Prompt:
From the commentary below, list the characters it names after the title "The Last of the Time Lords" as those last Time Lords.

Extract provided:
+++

I also wouldn't be shocked there's either voluntary or automatic Vulcan mindmeld of some kind (btwn Martha & the Doctor) due to that connection Nine spoke of with the other Time Lords back in S1. A connection the Doctor noticeably doesn't have with Saxon and thus why the Doctor didn't detect him all those times he and Martha had been on present day Earth, this lack of connection probably explained and hence reminding us of said Time Lord connection. Which the Doctor may have with Martha (but not right away, thus why the Doctor believes she died. He can't sense another Time Lord), vice versa, thus confirming her Time Lordiness. Also possibly mirroring the Doctor/Reinette and Bad Wolf & the S1 finale (the Doctor looks into Martha and Martha looks into the Doctor). Also, incidentally, probably how Dr. Martha ends up curing the Doctor of his "Lonely God" emo. She peers into his head, sees just how lonely he is... then doesn't have the heart to Chameleon Arch herself into a human again (or at least wants to explore this new & shiny Time Lord thing for a little while). Doctor and Martha still might not be 100% best buddies by the end of the ep, but she still may not want to leave him. This would also harken back to the title of the episode (which everyone, rightly, assumes is only about the Doctor and the Master, but the status quo changes by the end of the ep). "The Last of the Time Lords"... The Doctor, The Master and Martha Jones due to her exposure to the Lazarus-Saxon device. The Doctor, Jack and Martha the last three heroes left standing (also, all three, incidentally, would then share the common trait of having too long life).

+++

[Records excerpted from a collection]
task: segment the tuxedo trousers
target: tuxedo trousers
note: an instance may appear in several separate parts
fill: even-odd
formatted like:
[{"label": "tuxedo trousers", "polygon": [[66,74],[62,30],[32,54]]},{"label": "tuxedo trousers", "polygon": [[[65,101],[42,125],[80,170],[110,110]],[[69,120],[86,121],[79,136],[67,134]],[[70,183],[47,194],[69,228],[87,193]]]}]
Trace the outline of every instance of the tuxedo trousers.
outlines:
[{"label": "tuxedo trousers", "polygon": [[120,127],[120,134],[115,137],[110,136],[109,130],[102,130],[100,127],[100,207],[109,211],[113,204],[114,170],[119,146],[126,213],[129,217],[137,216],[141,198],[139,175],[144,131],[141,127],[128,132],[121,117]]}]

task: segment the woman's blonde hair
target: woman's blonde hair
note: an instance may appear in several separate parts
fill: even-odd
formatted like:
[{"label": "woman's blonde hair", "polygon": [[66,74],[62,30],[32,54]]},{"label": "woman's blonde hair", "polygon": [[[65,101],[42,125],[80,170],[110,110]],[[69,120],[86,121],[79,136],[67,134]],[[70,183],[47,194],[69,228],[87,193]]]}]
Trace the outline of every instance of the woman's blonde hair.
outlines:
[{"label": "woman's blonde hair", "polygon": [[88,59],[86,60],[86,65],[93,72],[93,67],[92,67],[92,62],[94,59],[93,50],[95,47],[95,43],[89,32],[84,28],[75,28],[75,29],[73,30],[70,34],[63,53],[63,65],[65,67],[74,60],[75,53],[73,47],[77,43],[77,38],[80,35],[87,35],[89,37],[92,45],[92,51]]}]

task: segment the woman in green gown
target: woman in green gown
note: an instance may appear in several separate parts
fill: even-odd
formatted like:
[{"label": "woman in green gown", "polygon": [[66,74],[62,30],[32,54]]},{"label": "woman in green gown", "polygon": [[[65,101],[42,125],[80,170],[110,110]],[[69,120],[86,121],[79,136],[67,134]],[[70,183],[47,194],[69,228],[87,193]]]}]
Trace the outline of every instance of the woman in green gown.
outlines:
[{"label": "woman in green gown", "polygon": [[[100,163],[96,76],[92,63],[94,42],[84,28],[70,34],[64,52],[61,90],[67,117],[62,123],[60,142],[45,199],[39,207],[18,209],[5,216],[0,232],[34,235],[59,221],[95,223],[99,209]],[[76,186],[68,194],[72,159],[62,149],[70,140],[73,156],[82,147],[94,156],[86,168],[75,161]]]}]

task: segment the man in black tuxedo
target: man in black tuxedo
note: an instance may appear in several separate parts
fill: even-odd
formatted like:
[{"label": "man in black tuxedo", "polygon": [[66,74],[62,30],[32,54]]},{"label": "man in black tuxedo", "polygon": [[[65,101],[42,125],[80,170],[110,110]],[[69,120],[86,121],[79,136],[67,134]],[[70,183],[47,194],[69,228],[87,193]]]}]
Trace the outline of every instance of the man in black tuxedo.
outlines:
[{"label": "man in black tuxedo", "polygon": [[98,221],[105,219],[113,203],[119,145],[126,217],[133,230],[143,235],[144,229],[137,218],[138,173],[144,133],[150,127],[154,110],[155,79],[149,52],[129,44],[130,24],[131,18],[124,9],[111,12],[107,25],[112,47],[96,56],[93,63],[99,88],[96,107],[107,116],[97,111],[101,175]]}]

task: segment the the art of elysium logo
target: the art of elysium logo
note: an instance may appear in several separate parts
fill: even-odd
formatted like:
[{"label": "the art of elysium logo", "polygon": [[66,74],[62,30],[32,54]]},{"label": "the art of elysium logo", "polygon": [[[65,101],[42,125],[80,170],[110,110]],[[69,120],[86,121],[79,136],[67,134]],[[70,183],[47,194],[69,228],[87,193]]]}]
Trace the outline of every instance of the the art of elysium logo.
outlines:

+++

Result of the task:
The Doctor, the Master and Martha Jones